(Pointing entries for labeled objects)
begin
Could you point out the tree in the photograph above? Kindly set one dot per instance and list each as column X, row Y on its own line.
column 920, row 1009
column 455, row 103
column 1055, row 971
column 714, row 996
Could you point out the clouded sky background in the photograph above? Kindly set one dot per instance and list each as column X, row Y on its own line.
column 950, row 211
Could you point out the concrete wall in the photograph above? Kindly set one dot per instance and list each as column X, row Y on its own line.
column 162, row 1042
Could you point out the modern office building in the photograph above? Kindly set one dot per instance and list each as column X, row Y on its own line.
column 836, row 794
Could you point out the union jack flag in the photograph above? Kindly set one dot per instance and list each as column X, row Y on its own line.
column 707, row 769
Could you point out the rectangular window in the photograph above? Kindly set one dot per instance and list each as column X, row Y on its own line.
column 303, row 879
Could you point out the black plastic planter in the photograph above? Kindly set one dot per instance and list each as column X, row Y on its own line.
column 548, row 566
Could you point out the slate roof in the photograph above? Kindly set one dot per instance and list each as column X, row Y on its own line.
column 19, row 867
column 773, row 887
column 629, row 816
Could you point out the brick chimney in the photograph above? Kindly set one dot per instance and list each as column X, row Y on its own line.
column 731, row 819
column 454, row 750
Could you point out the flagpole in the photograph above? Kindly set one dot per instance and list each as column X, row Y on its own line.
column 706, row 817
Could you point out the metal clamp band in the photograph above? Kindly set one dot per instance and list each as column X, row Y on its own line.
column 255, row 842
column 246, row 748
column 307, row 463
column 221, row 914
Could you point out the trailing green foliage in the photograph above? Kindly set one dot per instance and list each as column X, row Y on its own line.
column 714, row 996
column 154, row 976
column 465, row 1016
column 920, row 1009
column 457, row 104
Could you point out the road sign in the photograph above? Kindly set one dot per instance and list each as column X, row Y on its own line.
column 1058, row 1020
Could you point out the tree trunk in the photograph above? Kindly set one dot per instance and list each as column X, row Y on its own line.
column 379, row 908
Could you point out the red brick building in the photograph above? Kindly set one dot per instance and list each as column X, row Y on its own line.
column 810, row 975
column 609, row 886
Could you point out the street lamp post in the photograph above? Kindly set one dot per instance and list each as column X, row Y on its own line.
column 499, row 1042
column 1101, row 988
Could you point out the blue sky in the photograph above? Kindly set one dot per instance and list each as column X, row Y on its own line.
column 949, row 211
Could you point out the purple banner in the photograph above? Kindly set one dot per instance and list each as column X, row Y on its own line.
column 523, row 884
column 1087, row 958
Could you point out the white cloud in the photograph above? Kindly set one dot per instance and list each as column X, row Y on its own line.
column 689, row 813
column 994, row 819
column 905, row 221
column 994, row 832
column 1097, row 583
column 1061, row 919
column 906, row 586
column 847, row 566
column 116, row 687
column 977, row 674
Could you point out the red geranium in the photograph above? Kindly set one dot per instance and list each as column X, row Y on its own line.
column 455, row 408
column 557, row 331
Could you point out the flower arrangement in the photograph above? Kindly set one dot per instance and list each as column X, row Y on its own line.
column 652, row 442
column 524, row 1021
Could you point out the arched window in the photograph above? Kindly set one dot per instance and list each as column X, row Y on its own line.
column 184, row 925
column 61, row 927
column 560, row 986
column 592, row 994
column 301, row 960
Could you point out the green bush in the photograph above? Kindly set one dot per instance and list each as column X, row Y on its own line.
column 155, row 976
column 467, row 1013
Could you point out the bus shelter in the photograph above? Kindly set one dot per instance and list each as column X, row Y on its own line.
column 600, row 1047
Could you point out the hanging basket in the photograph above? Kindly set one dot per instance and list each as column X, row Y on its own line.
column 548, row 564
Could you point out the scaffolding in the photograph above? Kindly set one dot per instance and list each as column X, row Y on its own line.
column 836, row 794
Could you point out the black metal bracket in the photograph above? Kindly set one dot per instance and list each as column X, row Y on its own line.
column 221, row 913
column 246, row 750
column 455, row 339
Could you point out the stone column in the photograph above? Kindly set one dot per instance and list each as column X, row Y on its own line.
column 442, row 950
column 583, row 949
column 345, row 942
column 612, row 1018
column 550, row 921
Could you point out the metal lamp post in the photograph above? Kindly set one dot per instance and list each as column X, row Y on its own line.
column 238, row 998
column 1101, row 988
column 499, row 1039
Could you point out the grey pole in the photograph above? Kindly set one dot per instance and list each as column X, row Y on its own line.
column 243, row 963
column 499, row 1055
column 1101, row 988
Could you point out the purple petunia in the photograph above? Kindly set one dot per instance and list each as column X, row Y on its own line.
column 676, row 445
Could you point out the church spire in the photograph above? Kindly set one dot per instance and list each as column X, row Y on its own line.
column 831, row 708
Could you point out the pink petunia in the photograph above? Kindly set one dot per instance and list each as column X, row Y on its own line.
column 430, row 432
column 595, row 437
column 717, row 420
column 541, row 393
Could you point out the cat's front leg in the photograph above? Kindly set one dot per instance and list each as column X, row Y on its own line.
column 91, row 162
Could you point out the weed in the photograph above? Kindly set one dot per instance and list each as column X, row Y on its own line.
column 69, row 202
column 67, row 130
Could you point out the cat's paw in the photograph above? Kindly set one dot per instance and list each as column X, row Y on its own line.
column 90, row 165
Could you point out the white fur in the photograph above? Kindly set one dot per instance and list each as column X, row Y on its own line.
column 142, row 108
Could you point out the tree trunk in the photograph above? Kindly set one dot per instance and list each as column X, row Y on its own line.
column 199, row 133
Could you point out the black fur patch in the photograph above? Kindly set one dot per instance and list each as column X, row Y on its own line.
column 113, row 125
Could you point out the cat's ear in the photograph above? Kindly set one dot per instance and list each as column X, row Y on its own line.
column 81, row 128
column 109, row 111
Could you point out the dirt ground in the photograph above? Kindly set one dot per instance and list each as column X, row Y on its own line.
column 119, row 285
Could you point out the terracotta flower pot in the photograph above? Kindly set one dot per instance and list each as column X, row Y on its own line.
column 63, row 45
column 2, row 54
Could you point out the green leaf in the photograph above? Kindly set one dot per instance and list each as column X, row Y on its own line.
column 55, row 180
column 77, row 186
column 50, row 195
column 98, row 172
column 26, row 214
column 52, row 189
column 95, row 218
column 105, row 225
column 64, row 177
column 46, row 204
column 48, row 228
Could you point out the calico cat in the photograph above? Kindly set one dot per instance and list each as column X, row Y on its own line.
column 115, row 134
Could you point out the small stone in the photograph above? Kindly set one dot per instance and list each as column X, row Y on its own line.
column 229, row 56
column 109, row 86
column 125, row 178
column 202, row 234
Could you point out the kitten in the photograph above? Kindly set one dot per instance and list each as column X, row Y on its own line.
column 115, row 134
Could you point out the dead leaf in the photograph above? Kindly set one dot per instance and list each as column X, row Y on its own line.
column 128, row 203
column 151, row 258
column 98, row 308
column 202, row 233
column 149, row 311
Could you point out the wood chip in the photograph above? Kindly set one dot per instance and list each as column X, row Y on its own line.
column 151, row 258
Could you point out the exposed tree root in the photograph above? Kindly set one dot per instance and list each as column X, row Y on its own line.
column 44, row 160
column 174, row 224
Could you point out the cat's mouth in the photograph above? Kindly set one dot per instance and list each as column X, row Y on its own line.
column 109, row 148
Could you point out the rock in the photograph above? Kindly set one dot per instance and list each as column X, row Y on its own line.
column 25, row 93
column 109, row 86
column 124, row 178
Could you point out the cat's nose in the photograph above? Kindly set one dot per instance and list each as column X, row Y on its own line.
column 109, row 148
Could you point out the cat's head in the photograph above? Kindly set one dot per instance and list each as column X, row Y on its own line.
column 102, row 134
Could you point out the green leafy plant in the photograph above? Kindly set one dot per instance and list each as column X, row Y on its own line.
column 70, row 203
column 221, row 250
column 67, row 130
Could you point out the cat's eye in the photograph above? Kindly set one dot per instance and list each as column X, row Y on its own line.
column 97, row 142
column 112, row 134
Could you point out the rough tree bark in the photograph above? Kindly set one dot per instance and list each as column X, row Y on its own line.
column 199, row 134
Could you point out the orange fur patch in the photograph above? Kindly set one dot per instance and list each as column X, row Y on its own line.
end
Quote the items above word for word, from the very first line through the line that contains "column 950, row 211", including that line.

Could you point out the tree in the photograph above? Kindly set one dot per instance and list each as column X, row Y on its own line.
column 920, row 1009
column 455, row 103
column 1055, row 971
column 714, row 996
Could you point out the clouded sky background in the photograph above? Kindly set one dot per instance and list each as column X, row Y on its own line.
column 950, row 211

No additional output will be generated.